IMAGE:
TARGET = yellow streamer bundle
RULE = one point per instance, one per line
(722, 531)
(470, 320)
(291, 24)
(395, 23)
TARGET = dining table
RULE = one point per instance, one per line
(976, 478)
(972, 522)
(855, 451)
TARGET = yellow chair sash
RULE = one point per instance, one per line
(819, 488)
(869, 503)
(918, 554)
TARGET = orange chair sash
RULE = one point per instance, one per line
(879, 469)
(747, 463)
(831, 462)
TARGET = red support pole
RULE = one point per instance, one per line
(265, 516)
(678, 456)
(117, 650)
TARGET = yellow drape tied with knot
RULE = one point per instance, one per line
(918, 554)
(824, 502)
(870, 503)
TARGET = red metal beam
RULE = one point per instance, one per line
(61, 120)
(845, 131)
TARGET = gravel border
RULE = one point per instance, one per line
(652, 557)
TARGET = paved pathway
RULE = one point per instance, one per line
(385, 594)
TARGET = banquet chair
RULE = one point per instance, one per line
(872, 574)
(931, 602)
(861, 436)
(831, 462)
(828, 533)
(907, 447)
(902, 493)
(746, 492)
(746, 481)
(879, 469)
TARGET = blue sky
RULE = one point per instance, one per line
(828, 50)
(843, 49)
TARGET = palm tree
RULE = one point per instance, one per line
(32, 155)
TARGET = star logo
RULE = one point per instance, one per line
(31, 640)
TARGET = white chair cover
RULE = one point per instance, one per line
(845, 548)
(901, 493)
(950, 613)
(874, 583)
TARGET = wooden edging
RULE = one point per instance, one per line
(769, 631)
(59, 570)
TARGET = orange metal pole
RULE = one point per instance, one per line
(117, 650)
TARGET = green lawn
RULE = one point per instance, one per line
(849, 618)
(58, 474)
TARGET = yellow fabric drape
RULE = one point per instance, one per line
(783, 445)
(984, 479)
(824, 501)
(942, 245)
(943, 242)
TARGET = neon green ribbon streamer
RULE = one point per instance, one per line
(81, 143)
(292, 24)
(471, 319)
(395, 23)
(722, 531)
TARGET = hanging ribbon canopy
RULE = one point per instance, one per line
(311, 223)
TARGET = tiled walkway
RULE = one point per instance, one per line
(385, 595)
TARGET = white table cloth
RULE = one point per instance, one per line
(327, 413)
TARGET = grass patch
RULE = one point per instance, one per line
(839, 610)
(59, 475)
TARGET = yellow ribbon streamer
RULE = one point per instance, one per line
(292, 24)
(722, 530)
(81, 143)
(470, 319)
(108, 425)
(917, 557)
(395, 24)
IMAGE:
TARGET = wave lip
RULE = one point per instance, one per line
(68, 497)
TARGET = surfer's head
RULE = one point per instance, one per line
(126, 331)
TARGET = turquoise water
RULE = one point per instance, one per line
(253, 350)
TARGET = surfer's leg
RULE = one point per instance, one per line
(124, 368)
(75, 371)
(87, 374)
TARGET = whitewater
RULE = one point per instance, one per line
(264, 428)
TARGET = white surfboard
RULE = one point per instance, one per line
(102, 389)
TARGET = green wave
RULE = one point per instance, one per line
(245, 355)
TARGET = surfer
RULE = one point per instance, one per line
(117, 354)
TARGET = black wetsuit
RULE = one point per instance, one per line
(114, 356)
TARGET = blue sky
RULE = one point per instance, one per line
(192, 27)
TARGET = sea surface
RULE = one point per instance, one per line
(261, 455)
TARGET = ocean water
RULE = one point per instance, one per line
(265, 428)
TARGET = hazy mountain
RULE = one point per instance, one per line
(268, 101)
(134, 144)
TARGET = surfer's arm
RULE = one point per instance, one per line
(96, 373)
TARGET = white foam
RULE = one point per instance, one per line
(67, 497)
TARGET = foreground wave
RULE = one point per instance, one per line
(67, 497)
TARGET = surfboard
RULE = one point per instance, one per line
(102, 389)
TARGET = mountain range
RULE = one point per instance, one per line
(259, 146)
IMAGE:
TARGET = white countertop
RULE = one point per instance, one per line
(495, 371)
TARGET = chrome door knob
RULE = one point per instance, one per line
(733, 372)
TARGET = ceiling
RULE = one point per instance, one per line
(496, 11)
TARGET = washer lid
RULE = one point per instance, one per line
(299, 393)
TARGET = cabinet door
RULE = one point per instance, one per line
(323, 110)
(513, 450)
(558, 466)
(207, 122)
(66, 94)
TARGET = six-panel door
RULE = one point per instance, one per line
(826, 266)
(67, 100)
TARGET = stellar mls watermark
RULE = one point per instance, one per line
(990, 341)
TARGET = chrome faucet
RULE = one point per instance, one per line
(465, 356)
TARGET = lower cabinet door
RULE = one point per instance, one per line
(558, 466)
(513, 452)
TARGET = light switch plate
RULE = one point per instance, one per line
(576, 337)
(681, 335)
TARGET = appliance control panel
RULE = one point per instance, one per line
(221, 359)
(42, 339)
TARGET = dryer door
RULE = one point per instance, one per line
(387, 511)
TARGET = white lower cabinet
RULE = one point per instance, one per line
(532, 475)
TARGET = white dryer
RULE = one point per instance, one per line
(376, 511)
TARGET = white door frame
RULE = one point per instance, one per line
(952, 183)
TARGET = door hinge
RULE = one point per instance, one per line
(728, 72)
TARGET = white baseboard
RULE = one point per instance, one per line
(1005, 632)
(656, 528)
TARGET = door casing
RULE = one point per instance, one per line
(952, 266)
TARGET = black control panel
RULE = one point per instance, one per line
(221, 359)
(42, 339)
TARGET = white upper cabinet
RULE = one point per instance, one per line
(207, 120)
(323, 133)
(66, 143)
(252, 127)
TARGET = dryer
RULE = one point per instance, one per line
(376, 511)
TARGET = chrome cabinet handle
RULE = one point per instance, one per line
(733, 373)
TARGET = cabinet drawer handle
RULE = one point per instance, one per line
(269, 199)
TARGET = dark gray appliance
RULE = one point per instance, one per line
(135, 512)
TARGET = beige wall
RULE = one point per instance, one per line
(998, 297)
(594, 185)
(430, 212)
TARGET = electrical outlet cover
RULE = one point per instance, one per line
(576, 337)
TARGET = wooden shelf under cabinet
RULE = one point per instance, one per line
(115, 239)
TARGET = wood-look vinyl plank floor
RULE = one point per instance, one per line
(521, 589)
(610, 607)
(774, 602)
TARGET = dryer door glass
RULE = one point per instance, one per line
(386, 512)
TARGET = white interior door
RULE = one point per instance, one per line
________
TASK DETAILS | Retype the listing above in full, with no alterations.

ANSWER BELOW |
IMAGE:
TARGET = yellow streamer bundle
RULE = one point per instance, one per line
(722, 531)
(470, 320)
(291, 24)
(395, 23)
TARGET = dining table
RULE = one point per instance, one per line
(976, 478)
(972, 522)
(855, 451)
TARGET = yellow chair sash
RULE = one point per instance, one per line
(819, 488)
(869, 503)
(918, 554)
TARGET = orange chair sash
RULE = one point per instance, one per line
(879, 469)
(747, 463)
(831, 462)
TARGET = red support pole
RULE = one point per instance, one per line
(265, 516)
(678, 456)
(117, 650)
TARGET = yellow drape tied with knot
RULE = one point per instance, one per line
(918, 554)
(824, 502)
(870, 503)
TARGET = red metal beam
RULE = one point per instance, one per line
(61, 120)
(845, 131)
TARGET = gravel border
RULE = one point per instance, one per line
(652, 557)
TARGET = paved pathway
RULE = one point per instance, one per line
(385, 594)
TARGET = banquet chair
RULE = one point per instance, one per line
(872, 574)
(931, 602)
(861, 436)
(831, 462)
(828, 533)
(907, 447)
(902, 493)
(746, 492)
(746, 481)
(879, 469)
TARGET = blue sky
RULE = one point per instance, one per line
(828, 50)
(843, 49)
TARGET = palm tree
RULE = one point per instance, one per line
(32, 155)
TARGET = star logo
RULE = one point per instance, one per line
(31, 640)
TARGET = white chair cover
RULE = one point per instance, one per line
(845, 548)
(901, 493)
(950, 613)
(874, 583)
TARGET = wooden edging
RULE = one point per instance, one per line
(769, 631)
(59, 570)
TARGET = orange metal pole
RULE = one point per instance, one per line
(117, 650)
TARGET = green lawn
RULE = one point per instance, one per line
(849, 618)
(58, 474)
TARGET = yellow fabric drape
RULE = one point per instance, one per line
(783, 445)
(984, 479)
(824, 501)
(942, 245)
(943, 242)
TARGET = neon green ribbon streamer
RULE = one point per instance, one per line
(81, 143)
(292, 24)
(471, 319)
(395, 23)
(722, 531)
TARGET = hanging ribbon canopy
RULE = one point per instance, one per line
(311, 223)
TARGET = tiled walkway
RULE = one point per instance, one per line
(385, 595)
TARGET = white table cloth
RULE = one point per instance, one per line
(327, 413)
TARGET = grass patch
RULE = one point per instance, one per line
(839, 610)
(59, 475)
TARGET = yellow ribbon streamer
RULE = one point per instance, one per line
(292, 24)
(722, 530)
(81, 143)
(470, 319)
(108, 425)
(917, 557)
(395, 24)
IMAGE:
TARGET = wave lip
RULE = one point per instance, one per line
(68, 497)
TARGET = surfer's head
RULE = one point per instance, one per line
(126, 331)
TARGET = turquoise water
RULE = one point per instance, one per line
(253, 350)
TARGET = surfer's leg
RULE = one point per instance, one per line
(124, 368)
(75, 371)
(87, 374)
TARGET = whitewater
RULE = one point per instance, one per line
(264, 428)
TARGET = white surfboard
RULE = one point per instance, one per line
(102, 389)
TARGET = green wave
RULE = one point per instance, one per line
(245, 355)
TARGET = surfer
RULE = one point per instance, one per line
(117, 354)
TARGET = black wetsuit
RULE = one point per instance, one per line
(114, 356)
TARGET = blue sky
RULE = one point per instance, one per line
(192, 27)
TARGET = sea surface
RULE = one point per instance, one per line
(261, 455)
TARGET = ocean water
RULE = one point per instance, one per line
(265, 428)
TARGET = hazy mountain
RULE = one point per instance, one per line
(268, 101)
(134, 144)
TARGET = surfer's arm
RULE = one point per instance, one per line
(96, 373)
TARGET = white foam
RULE = one point per instance, one per line
(67, 497)
TARGET = foreground wave
RULE = one point per instance, one per line
(67, 497)
TARGET = surfboard
RULE = one point per instance, one per line
(102, 389)
TARGET = mountain range
RULE = one point per instance, one per line
(259, 146)
IMAGE:
TARGET = white countertop
RULE = one point per instance, one per line
(495, 371)
TARGET = chrome door knob
RULE = one point per instance, one per line
(733, 372)
TARGET = ceiling
RULE = one point per instance, one per line
(496, 11)
TARGET = washer lid
RULE = one point per instance, one per line
(299, 393)
TARGET = cabinet door
RULE = one point per instance, one per line
(323, 110)
(513, 450)
(558, 466)
(207, 122)
(66, 94)
TARGET = six-panel door
RULE = one point per instance, one per line
(826, 266)
(67, 100)
TARGET = stellar mls watermark
RULE = one point per instance, one per line
(990, 341)
TARGET = chrome faucet
RULE = one point per instance, one per line
(465, 356)
TARGET = lower cabinet door
RULE = one point per instance, one per line
(558, 466)
(513, 452)
TARGET = light switch plate
RULE = one point per instance, one per line
(576, 337)
(681, 335)
TARGET = appliance control panel
RULE = one point per instance, one per line
(221, 359)
(42, 339)
TARGET = dryer door
RULE = one point per instance, one per line
(387, 511)
TARGET = white lower cabinet
RULE = one point per instance, one per line
(532, 475)
TARGET = white dryer
RULE = one point per instance, one per line
(376, 511)
TARGET = white door frame
RULE = one point per instance, one per line
(952, 183)
TARGET = door hinge
RULE = one point per instance, one per line
(728, 72)
TARGET = white baseboard
RULE = one point per instance, one per line
(1005, 632)
(656, 528)
TARGET = door casing
RULE = one point per instance, one per line
(952, 266)
TARGET = black control panel
RULE = one point per instance, one per line
(221, 359)
(42, 339)
TARGET = white upper cabinet
RULE = one point per instance, one per line
(207, 120)
(323, 133)
(66, 143)
(252, 127)
TARGET = dryer
RULE = one point per instance, one per line
(376, 511)
TARGET = chrome cabinet handle
RULE = one point per instance, one per line
(733, 373)
TARGET = cabinet drawer handle
RULE = one point per instance, one per line
(269, 199)
TARGET = dark gray appliance
RULE = one point per instance, one per line
(135, 512)
TARGET = beige wall
RULE = one point per instance, one per line
(998, 297)
(594, 185)
(430, 212)
TARGET = electrical outlet cover
RULE = one point per instance, one per line
(576, 337)
TARGET = wooden shelf under cabinet
RULE = one point per instance, one per line
(115, 239)
TARGET = wood-look vinyl plank floor
RULE = one point per instance, one per line
(521, 589)
(610, 607)
(774, 602)
TARGET = dryer door glass
RULE = one point per instance, one per line
(386, 512)
TARGET = white interior door
RULE = one point per instance, one per line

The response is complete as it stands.